>> Begin SUPPLIED PASSAGE

From: Neil Horman <nhorman@redhat.com>
Subject: Re: rapid clustered nfs server failover and hung clients -- how best to	close the sockets?
Date: Mon, 9 Jun 2008 11:31:55 -0400
Message-ID: <20080609153155.GB20181@hmsendeavour.rdu.redhat.com>
References: <20080609103137.2474aabd@tleilax.poochiereds.net> <484D4659.9000105@redhat.com> <20080609111821.6e06d4f8@tleilax.poochiereds.net>
Mime-Version: 1.0
Content-Type: text/plain; charset=us-ascii
Cc: Peter Staubach <staubach@redhat.com>, linux-nfs@vger.kernel.org,
	nfsv4@linux-nfs.org, nhorman@redhat.com, lhh@redhat.com
To: Jeff Layton <jlayton@redhat.com>
In-Reply-To: <20080609111821.6e06d4f8-RtJpwOs3+0O+kQycOl6kW4xkIHaj4LzF@public.gmane.org>
Sender: linux-nfs-owner@vger.kernel.org

On Mon, Jun 09, 2008 at 11:18:21AM -0400, Jeff Layton wrote:
> On Mon, 09 Jun 2008 11:03:53 -0400
> Peter Staubach <staubach@redhat.com> wrote:
> 
> > Jeff Layton wrote:
> > > Apologies for the long email, but I ran into an interesting problem the
> > > other day and am looking for some feedback on my general approach to
> > > fixing it before I spend too much time on it:
> > >
> > > We (RH) have a cluster-suite product that some people use for making HA
> > > NFS services. When our QA folks test this, they often will start up
> > > some operations that do activity on an NFS mount from the cluster and
> > > then rapidly do failovers between cluster machines and make sure
> > > everything keeps moving along. The cluster is designed to not shut down
> > > nfsd's when a failover occurs. nfsd's are considered a "shared
> > > resource". It's possible that there could be multiple clustered
> > > services for NFS-sharing, so when a failover occurs, we just manipulate
> > > the exports table.
> > >
> > > The problem we've run into is that occasionally they fail over to the
> > > alternate machine and then back very rapidly. Because nfsd's are not
> > > shut down on failover, sockets are not closed. So what happens is
> > > something like this on TCP mounts:
> > >
> > > - client has NFS mount from clustered NFS service on one server
> > >
> > > - service fails over, new server doesn't know anything about the
> > >   existing socket, so it sends a RST back to the client when data
> > >   comes in. Client closes connection and reopens it and does some
> > >   I/O on the socket.

>> End SUPPLIED PASSAGE
>> Begin WORKING DATA

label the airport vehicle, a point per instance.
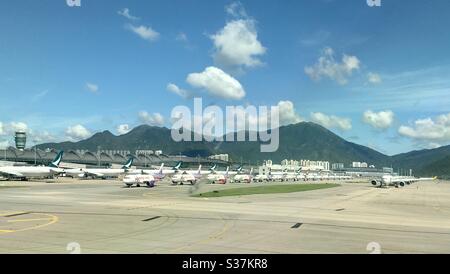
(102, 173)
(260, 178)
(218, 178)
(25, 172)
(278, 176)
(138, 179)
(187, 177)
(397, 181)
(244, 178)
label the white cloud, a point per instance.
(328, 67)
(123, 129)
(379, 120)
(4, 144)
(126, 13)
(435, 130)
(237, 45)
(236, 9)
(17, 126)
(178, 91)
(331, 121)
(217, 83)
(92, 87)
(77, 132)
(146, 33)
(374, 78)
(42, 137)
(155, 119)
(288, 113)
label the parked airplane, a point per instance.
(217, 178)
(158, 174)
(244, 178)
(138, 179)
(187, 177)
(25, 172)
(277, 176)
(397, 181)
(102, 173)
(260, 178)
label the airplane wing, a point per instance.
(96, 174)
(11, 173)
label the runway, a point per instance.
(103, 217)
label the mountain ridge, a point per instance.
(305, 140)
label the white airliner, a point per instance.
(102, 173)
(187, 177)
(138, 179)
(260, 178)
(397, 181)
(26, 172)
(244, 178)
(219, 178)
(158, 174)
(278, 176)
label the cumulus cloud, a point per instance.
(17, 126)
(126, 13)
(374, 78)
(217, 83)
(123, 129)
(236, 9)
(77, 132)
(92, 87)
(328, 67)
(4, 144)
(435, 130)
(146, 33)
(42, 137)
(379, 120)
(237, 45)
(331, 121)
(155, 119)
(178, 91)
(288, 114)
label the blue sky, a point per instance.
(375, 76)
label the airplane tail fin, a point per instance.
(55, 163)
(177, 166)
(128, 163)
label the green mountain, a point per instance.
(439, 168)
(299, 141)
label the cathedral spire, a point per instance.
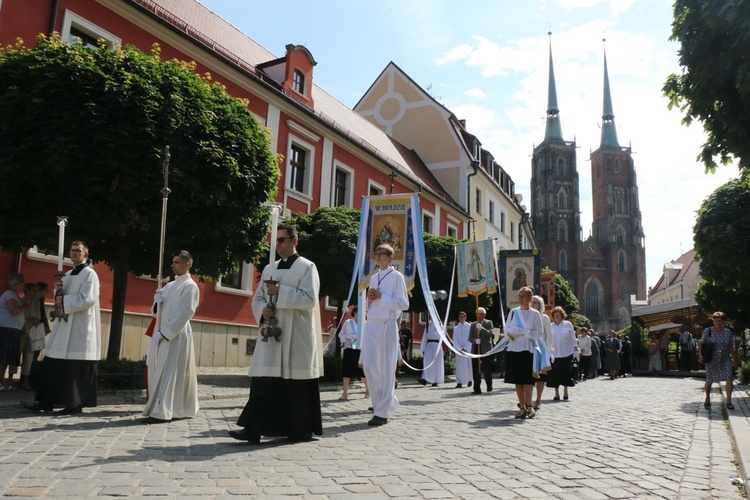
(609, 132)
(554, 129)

>> End WORKING DATA

- [EXERCISE INSTRUCTIONS]:
1. In the NFS failover email, what does the new server send back to the client when data comes in on the existing socket?
2. Rewrite the entries from the line containing "label the blue sky, a point per instance." through the end of the entries, both ends included, putting "mark" wherever "label" appears and changing nothing else. Leave the pictures out.

- [FINAL RESULTS]:
1. It sends a RST back to the client.

2.
mark the blue sky, a point per instance.
(375, 76)
mark the airplane tail fin, a point per instance.
(55, 163)
(177, 166)
(128, 163)
mark the green mountain, a point per instance.
(439, 168)
(299, 141)
mark the cathedral spire, a point per instance.
(609, 132)
(554, 129)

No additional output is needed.